EXERCISE REQUIREMENTS »
Turn the material, starting at its beginning and ending at the line that contains "Provide the mask of the <item>tire</item>.", into a Markdown table with the columns Row and Line, one numbered row per line, omitting blank lines and pictures.

--- BEGIN ---

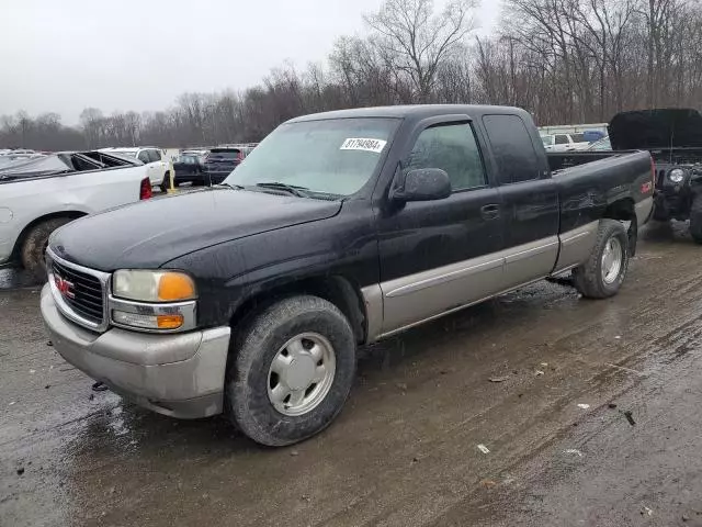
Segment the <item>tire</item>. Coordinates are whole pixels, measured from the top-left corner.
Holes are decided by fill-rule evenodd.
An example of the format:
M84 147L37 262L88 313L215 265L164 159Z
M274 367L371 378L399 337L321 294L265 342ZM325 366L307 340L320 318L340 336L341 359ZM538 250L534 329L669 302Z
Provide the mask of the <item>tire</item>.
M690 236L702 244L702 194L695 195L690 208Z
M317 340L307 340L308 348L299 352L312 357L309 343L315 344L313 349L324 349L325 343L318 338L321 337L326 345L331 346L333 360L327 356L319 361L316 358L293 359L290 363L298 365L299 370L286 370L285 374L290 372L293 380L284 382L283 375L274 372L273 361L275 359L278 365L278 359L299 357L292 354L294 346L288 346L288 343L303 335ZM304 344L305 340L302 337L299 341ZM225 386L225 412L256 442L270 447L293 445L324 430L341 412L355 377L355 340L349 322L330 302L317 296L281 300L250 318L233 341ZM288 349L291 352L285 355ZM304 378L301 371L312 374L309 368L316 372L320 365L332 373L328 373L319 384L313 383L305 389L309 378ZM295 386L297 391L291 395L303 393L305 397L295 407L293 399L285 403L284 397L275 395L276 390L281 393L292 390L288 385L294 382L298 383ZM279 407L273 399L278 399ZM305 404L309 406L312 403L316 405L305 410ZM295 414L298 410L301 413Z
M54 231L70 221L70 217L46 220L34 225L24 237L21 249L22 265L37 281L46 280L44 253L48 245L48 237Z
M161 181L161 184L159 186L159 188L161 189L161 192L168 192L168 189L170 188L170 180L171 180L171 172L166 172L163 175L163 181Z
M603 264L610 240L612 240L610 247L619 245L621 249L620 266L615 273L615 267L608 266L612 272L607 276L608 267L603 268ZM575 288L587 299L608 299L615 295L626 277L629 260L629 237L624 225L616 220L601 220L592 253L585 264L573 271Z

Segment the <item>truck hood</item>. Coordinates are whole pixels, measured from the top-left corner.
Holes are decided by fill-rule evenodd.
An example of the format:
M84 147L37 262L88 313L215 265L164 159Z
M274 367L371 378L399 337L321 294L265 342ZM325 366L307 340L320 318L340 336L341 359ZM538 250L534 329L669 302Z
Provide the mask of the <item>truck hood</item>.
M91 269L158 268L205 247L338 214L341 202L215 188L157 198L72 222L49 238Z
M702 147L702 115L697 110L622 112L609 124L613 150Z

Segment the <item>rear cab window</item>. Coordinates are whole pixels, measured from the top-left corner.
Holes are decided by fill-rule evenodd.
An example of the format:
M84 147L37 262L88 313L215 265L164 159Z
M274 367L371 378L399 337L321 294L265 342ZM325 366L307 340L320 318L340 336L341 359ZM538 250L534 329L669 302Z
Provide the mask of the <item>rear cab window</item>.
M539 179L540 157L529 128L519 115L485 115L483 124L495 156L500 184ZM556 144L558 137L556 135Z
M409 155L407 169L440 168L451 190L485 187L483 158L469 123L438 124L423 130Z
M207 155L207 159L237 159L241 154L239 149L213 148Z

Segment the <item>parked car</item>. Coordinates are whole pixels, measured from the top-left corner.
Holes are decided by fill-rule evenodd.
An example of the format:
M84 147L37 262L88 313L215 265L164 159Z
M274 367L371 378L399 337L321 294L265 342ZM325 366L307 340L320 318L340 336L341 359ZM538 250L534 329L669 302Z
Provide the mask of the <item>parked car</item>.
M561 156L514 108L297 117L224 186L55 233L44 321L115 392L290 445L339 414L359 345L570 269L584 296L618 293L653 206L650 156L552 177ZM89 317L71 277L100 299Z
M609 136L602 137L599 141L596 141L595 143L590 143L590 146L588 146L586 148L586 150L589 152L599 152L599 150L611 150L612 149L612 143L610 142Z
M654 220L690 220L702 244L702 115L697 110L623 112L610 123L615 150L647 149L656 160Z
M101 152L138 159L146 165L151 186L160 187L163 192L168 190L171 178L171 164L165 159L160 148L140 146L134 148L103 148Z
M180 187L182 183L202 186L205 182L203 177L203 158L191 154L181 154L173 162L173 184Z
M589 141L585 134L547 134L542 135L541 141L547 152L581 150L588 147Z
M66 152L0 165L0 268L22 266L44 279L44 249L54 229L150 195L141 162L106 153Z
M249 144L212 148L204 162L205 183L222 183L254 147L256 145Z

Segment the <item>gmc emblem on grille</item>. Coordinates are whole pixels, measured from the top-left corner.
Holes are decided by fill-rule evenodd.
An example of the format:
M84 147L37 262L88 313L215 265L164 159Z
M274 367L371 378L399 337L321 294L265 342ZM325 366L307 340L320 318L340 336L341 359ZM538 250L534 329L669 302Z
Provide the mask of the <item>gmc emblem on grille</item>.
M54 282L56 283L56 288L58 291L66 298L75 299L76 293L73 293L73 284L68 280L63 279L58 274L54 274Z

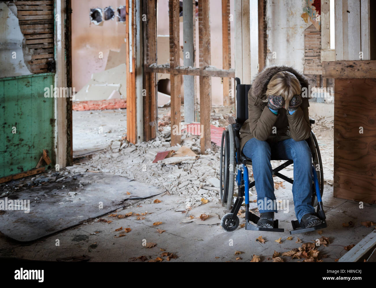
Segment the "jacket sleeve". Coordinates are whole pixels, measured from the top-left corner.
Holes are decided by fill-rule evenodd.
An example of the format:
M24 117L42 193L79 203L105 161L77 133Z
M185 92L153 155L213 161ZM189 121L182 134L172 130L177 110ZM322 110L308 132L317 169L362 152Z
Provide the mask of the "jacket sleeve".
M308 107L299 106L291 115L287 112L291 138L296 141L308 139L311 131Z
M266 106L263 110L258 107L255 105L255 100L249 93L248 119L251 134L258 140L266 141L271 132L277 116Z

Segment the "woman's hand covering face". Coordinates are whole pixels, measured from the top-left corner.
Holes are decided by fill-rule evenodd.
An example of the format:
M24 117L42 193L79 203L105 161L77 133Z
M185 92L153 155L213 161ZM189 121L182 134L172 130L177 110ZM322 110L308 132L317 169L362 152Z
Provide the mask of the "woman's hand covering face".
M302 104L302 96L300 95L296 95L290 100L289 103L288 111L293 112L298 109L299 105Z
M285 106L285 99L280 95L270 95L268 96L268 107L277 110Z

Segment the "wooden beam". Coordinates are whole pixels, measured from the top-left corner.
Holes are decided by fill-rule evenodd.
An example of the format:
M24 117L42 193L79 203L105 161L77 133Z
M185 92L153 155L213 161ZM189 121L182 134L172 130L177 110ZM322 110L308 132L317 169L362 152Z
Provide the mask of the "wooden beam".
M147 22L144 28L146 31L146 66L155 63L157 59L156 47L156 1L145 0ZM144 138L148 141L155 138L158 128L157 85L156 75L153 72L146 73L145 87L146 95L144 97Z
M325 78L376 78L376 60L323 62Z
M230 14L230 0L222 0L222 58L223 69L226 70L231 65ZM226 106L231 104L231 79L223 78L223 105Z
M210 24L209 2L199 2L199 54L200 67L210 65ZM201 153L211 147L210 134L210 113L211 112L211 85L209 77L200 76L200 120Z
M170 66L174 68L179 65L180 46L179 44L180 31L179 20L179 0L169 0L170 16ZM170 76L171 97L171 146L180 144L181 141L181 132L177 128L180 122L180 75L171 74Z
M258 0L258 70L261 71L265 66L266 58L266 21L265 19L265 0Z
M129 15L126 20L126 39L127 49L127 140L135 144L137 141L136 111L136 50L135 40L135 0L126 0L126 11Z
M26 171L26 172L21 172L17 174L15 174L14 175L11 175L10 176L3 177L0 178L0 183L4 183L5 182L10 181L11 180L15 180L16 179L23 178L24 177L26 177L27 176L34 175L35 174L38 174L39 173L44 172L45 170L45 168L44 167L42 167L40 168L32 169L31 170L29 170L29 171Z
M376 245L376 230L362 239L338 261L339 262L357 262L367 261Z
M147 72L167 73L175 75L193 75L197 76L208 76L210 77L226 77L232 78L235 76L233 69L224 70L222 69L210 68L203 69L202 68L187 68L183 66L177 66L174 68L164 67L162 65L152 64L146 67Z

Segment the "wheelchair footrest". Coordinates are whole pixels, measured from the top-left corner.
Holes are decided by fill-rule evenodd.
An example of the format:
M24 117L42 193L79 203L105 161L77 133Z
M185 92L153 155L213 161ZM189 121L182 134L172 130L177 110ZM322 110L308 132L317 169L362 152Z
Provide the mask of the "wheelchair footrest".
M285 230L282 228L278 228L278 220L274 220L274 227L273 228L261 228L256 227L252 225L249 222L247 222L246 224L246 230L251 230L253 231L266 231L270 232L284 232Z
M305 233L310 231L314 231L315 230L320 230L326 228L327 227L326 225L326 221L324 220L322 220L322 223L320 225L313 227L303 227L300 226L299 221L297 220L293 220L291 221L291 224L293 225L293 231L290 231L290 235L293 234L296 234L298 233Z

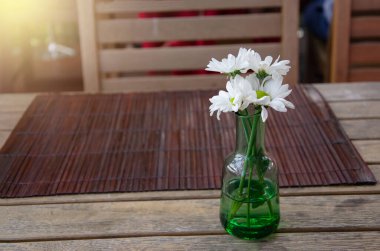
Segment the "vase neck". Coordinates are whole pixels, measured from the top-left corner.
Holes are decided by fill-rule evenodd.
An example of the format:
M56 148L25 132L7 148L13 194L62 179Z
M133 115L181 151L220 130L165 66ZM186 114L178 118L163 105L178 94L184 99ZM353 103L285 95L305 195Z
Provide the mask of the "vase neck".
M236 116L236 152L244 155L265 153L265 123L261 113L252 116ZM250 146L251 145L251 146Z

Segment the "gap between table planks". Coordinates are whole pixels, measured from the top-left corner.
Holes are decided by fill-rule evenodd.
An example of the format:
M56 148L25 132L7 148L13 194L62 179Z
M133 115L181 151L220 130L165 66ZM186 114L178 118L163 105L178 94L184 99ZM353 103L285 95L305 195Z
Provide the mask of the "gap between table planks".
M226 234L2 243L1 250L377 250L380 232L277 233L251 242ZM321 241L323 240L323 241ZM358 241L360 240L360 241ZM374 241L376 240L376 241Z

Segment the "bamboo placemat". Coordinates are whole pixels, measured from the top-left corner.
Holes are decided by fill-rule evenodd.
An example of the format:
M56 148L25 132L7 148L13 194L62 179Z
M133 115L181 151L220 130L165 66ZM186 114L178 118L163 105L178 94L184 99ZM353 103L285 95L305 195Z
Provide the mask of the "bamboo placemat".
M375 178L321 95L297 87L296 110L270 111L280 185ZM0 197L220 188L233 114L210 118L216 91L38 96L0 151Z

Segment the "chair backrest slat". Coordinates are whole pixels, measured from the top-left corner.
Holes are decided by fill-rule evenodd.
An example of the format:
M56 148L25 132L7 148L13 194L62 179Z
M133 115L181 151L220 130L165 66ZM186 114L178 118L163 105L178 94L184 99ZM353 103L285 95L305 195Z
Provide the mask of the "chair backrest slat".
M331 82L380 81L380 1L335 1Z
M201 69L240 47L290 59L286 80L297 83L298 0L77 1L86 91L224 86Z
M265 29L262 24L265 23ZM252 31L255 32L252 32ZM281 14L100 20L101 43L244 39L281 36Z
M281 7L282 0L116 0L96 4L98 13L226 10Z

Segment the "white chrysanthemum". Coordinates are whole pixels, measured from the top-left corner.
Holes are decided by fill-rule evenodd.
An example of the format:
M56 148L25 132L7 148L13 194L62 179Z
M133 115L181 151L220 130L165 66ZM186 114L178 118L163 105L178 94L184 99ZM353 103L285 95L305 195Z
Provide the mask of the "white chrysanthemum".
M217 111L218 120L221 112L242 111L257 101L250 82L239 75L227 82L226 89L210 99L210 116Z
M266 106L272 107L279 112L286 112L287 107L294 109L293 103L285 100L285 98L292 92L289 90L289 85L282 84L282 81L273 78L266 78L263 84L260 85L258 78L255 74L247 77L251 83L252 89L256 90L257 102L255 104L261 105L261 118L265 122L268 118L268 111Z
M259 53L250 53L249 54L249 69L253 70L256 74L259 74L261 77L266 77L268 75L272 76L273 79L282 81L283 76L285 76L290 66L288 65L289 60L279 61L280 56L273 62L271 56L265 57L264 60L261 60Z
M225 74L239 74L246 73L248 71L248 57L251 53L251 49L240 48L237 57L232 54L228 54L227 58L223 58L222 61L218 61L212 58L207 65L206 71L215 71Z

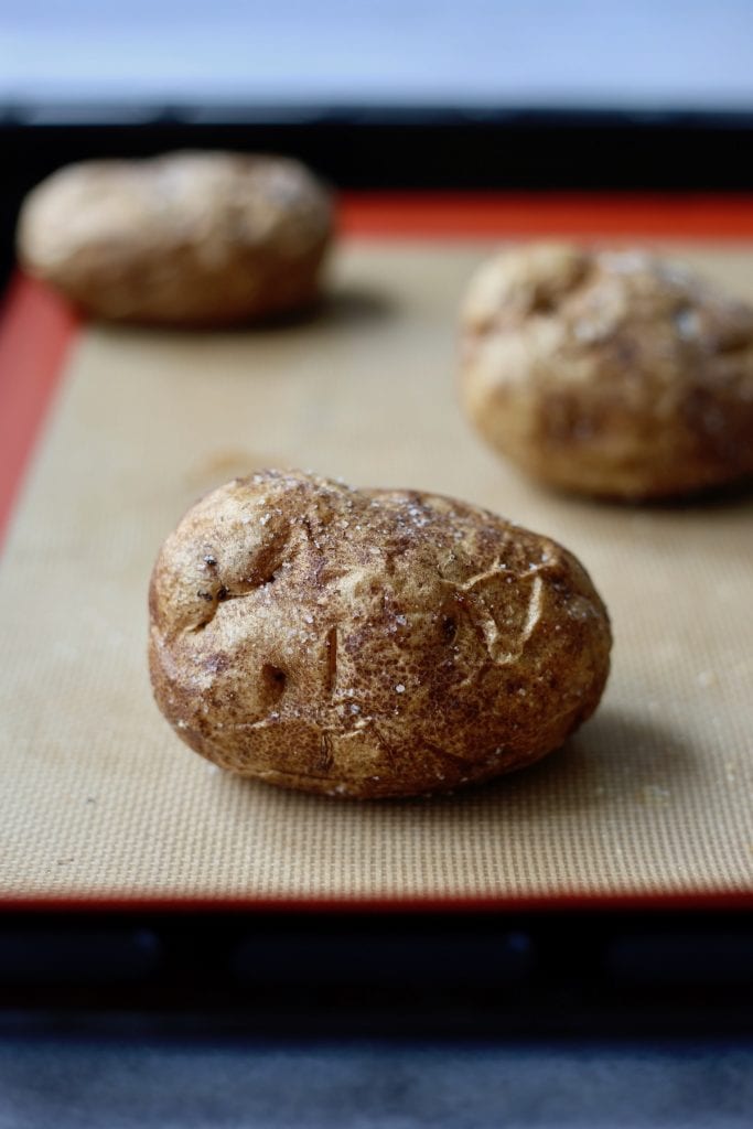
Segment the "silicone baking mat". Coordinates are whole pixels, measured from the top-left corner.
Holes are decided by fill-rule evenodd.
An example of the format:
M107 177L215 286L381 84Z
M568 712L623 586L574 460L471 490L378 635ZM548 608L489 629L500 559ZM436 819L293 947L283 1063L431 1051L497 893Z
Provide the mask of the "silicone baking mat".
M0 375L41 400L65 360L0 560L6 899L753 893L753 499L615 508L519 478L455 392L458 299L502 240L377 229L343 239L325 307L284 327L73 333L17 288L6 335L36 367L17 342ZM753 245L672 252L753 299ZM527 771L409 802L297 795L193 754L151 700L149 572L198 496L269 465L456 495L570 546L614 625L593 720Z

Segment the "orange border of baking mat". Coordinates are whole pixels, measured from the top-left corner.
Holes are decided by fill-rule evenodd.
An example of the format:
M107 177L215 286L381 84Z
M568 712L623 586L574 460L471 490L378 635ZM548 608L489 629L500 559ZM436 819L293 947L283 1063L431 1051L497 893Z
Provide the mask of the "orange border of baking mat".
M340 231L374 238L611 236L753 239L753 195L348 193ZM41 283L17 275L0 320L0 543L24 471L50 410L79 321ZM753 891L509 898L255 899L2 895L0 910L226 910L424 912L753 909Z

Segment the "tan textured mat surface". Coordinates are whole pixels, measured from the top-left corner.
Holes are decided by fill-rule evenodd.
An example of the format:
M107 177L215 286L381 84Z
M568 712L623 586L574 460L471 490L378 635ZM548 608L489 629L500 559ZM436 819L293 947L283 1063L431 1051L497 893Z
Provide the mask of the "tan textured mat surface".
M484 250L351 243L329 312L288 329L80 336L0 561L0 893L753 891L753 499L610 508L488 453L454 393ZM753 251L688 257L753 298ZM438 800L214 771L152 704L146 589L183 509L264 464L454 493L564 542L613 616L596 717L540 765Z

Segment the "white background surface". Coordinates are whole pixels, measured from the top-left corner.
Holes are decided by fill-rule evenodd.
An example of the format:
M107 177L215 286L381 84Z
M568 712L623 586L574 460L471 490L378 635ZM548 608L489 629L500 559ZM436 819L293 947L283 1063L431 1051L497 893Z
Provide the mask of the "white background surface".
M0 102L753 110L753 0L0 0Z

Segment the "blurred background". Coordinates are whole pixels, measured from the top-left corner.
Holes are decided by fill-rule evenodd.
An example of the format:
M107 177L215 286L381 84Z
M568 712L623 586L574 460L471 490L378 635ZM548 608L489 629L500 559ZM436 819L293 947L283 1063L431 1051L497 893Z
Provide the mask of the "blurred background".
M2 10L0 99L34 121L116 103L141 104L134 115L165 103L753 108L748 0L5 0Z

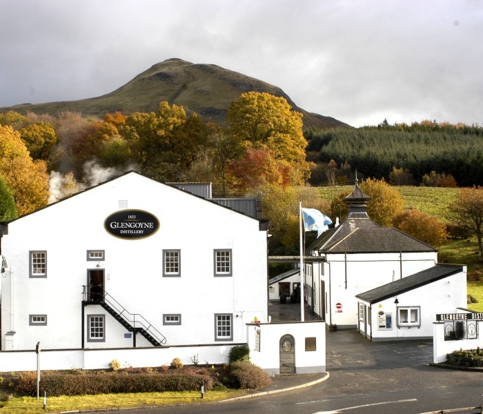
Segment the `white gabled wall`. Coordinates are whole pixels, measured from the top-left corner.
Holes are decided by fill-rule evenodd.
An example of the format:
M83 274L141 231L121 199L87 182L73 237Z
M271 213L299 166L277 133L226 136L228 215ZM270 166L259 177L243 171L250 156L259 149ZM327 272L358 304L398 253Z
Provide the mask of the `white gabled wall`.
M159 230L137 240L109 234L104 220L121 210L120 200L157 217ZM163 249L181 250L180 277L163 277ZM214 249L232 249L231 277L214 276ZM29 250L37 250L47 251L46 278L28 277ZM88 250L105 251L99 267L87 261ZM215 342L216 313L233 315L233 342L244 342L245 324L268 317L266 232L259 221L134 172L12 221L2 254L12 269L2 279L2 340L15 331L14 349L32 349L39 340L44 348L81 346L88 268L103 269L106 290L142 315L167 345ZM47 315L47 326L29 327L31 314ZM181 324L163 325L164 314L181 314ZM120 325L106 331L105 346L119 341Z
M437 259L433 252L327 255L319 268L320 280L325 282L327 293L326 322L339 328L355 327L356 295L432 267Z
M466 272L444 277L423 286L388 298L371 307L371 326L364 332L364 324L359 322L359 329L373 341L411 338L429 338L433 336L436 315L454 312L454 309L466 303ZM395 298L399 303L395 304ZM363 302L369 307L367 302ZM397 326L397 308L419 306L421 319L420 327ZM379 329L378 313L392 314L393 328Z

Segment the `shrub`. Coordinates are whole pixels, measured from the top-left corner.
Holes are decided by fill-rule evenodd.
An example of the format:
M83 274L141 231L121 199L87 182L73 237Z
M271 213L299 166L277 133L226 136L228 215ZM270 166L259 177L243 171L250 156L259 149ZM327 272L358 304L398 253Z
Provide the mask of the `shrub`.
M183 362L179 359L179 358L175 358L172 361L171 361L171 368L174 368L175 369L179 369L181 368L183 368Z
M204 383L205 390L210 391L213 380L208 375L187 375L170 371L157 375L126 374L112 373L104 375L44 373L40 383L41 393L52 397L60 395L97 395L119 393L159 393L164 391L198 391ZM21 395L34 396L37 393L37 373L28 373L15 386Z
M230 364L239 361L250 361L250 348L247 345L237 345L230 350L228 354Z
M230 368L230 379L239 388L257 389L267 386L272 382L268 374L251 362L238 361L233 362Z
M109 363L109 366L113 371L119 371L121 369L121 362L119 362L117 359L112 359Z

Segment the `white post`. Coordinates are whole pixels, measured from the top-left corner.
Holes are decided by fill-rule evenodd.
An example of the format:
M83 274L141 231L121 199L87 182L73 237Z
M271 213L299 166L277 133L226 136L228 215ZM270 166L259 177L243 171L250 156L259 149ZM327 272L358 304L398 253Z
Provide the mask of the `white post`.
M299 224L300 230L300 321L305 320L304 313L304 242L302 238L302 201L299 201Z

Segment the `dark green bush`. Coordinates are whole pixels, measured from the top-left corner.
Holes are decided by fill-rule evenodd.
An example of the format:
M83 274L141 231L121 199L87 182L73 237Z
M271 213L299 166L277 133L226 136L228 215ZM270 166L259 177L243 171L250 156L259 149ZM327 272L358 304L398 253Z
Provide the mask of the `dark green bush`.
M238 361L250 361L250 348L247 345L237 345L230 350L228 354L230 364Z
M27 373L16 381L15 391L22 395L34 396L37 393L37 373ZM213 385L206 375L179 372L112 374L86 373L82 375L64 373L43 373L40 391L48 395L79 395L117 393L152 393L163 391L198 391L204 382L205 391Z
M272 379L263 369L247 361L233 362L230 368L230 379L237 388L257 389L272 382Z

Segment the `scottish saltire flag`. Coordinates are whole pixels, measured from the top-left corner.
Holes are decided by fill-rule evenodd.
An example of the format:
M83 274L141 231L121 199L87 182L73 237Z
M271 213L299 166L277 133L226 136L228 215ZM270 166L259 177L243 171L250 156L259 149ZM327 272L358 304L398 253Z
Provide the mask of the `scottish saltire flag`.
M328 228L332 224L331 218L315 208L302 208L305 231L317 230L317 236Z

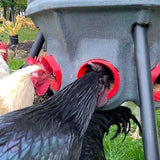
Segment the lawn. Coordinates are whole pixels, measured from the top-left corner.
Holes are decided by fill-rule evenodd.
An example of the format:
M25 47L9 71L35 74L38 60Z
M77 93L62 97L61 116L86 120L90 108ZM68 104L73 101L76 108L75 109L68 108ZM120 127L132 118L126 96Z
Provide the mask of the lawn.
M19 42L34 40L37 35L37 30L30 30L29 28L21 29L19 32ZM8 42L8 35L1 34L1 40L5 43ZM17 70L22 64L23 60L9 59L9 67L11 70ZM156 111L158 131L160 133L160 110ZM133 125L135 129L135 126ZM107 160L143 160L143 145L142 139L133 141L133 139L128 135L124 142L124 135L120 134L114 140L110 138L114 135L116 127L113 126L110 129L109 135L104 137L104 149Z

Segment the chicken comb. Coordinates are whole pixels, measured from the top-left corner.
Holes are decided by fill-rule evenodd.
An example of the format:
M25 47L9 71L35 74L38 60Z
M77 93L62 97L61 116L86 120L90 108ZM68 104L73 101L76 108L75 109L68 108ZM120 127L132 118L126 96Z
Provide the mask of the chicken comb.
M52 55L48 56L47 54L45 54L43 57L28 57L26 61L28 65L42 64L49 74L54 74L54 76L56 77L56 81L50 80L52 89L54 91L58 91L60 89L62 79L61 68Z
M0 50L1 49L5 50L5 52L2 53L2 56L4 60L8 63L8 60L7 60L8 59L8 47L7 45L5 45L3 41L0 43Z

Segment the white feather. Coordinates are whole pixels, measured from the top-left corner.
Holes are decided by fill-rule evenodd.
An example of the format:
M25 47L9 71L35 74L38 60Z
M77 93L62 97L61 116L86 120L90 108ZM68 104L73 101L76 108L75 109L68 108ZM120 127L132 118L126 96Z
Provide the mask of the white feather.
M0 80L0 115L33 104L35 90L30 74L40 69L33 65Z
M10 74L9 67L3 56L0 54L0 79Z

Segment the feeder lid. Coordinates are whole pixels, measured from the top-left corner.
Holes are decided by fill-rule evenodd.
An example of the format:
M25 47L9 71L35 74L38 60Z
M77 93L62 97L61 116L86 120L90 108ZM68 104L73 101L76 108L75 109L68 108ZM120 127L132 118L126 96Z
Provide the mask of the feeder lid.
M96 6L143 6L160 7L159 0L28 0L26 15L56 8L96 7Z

--- END ---

ANSWER TO THIS TASK »
| Row | Line |
|---|---|
| 1 | Segment the <item>tire</item>. Coordinates are whole pixels, measured from the top-left corner. |
| 2 | Holes are decided by fill-rule evenodd. |
| 3 | An example of the format: |
| 4 | M84 147L37 262L88 313L215 265L164 159Z |
| 5 | M274 367L371 378L399 337L321 294L265 342ZM325 366L307 340L320 318L340 336L341 359ZM538 250L534 329L669 302Z |
| 6 | Provide the mask of the <item>tire</item>. |